[Extracted records]
# # # # #
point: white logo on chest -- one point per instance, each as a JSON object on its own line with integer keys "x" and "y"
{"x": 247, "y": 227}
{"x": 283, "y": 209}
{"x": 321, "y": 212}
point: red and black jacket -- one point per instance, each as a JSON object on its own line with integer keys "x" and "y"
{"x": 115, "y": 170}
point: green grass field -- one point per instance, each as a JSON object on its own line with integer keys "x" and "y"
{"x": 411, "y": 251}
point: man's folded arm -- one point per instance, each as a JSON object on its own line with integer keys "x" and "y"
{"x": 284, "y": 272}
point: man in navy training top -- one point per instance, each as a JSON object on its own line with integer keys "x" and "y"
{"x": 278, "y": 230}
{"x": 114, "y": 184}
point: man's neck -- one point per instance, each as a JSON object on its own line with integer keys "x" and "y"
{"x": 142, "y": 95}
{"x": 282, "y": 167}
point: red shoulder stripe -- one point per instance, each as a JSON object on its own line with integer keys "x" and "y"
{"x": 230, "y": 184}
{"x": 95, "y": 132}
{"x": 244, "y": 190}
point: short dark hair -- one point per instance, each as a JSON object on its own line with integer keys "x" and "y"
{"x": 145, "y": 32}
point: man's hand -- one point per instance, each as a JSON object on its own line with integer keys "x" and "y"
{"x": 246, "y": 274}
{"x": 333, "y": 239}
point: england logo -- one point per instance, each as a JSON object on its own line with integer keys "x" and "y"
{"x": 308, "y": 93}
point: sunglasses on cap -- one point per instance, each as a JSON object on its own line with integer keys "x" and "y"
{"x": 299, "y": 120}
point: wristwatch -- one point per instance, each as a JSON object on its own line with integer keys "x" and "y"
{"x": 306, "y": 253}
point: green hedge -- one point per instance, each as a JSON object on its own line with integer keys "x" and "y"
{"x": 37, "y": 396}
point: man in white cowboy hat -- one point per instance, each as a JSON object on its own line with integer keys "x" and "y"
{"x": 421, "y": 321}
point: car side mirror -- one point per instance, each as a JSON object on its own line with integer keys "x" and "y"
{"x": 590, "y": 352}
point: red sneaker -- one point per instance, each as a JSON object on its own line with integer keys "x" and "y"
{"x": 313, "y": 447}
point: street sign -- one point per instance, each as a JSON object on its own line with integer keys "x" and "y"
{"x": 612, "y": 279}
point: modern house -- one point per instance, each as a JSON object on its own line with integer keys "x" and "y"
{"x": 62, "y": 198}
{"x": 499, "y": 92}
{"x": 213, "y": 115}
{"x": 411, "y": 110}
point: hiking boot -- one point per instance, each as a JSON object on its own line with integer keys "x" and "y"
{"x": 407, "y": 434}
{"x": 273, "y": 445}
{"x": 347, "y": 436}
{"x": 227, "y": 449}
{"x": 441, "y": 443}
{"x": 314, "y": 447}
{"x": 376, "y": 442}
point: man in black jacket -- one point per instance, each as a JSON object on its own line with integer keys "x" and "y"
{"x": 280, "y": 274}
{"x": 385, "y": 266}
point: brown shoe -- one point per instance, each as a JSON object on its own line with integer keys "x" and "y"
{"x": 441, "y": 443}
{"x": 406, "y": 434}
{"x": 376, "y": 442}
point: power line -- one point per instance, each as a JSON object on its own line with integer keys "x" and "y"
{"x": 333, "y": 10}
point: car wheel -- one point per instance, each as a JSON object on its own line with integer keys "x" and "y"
# # # # #
### Task brief
Starting at the line with "point: hiking boot" and continuing through the last of the rows, could you reproduce every line, labeling requests included, scaling each x and y coordinate in the answers by 0.6 and rounding to whole numbers with halves rounded up? Leave the requests and their format descriptions unchanged.

### Result of the exercise
point: hiking boot -- one point per instance, each as a JSON object on its own line with integer keys "x" and "y"
{"x": 244, "y": 260}
{"x": 164, "y": 267}
{"x": 208, "y": 262}
{"x": 136, "y": 269}
{"x": 265, "y": 266}
{"x": 188, "y": 268}
{"x": 226, "y": 265}
point: man in black jacket -- one point per instance, each as a JSON object on its own line with integer keys "x" and "y"
{"x": 168, "y": 164}
{"x": 231, "y": 160}
point: brown shoe -- one point per instance, each as a JSON object on its own line with integer keys "x" and "y"
{"x": 265, "y": 266}
{"x": 244, "y": 260}
{"x": 226, "y": 265}
point: power line -- one point per instance, each as a JSON object on its own line with integer keys "x" and "y"
{"x": 200, "y": 6}
point: car wheel -- one point per instance, each as a JSON object on its own line with integer keys "x" and "y"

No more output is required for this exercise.